**The exercise**
From the line that has "of the beige" down to the final line of the listing below, transcribe every line exactly, and only those.
[BEGIN Given data]
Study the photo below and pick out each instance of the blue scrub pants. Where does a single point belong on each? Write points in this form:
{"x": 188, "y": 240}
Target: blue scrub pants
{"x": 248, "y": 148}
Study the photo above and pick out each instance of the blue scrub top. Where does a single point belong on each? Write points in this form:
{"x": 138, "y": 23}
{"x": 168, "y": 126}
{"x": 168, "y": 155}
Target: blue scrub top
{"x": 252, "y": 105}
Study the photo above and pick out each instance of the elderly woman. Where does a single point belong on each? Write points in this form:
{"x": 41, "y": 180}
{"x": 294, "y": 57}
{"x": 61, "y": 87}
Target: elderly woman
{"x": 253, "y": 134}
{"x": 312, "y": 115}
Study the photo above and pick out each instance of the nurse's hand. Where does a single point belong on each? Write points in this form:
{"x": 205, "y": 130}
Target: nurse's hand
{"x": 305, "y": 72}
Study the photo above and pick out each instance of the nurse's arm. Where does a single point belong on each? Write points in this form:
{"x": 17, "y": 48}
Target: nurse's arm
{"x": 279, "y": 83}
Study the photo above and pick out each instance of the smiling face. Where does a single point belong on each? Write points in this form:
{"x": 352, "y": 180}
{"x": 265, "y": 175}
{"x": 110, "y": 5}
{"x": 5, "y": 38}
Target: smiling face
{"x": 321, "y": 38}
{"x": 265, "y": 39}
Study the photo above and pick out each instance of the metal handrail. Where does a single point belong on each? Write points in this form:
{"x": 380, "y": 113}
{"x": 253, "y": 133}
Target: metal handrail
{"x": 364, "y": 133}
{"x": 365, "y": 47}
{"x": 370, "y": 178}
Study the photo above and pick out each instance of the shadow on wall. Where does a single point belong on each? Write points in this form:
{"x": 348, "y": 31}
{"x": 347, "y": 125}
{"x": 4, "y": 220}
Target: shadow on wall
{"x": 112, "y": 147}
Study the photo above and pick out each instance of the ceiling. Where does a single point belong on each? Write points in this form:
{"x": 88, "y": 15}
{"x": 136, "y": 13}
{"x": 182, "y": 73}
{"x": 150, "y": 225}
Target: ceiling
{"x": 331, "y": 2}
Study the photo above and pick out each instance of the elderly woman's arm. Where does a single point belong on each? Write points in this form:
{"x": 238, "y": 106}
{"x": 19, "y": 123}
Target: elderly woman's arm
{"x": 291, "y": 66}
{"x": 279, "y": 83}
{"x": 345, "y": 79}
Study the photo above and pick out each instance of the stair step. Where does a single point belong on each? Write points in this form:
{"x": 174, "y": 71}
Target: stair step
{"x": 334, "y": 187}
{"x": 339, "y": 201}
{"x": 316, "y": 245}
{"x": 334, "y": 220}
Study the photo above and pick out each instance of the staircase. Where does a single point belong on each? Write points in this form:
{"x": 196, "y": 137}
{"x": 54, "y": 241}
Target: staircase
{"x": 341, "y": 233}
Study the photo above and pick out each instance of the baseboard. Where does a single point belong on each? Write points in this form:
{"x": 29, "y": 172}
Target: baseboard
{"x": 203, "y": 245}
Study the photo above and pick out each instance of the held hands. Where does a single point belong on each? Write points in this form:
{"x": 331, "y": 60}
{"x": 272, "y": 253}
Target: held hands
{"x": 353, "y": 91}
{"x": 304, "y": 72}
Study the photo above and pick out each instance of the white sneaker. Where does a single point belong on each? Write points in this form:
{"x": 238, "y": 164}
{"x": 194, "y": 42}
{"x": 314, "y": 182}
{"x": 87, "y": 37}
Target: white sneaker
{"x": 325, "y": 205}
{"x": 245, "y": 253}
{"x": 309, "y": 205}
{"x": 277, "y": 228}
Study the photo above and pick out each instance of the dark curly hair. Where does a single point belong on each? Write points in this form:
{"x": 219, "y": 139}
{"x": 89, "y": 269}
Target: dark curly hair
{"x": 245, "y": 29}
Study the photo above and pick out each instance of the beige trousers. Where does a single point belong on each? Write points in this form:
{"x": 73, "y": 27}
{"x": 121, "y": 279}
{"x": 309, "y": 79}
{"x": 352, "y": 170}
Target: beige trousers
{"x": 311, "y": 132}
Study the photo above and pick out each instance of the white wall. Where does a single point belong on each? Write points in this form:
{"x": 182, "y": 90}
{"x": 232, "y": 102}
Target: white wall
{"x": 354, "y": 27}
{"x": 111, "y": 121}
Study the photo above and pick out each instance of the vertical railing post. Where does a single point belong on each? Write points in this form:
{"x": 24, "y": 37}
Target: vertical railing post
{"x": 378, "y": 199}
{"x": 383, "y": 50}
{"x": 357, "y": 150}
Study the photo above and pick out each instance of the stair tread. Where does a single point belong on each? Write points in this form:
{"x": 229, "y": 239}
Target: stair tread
[END Given data]
**Answer to the problem**
Study the photo above and pick out each instance of the beige trousers. Where does a single point belong on each? Write points in this form:
{"x": 73, "y": 27}
{"x": 121, "y": 279}
{"x": 309, "y": 79}
{"x": 352, "y": 170}
Target: beige trousers
{"x": 311, "y": 132}
Study the photo above and pick out each instance of the white wall. Where does a single point belong on each? Write points in this form:
{"x": 182, "y": 90}
{"x": 232, "y": 102}
Target: white wall
{"x": 354, "y": 27}
{"x": 111, "y": 121}
Study the photo above and pick out each instance of the vertical railing post. Where does a single point belong on each? Write points in this form:
{"x": 24, "y": 37}
Target: vertical railing post
{"x": 378, "y": 199}
{"x": 383, "y": 50}
{"x": 357, "y": 150}
Study the photo above and pick out each instance of the stair tread. Where does a single point belong on each? Write points in this form:
{"x": 229, "y": 239}
Target: stair tread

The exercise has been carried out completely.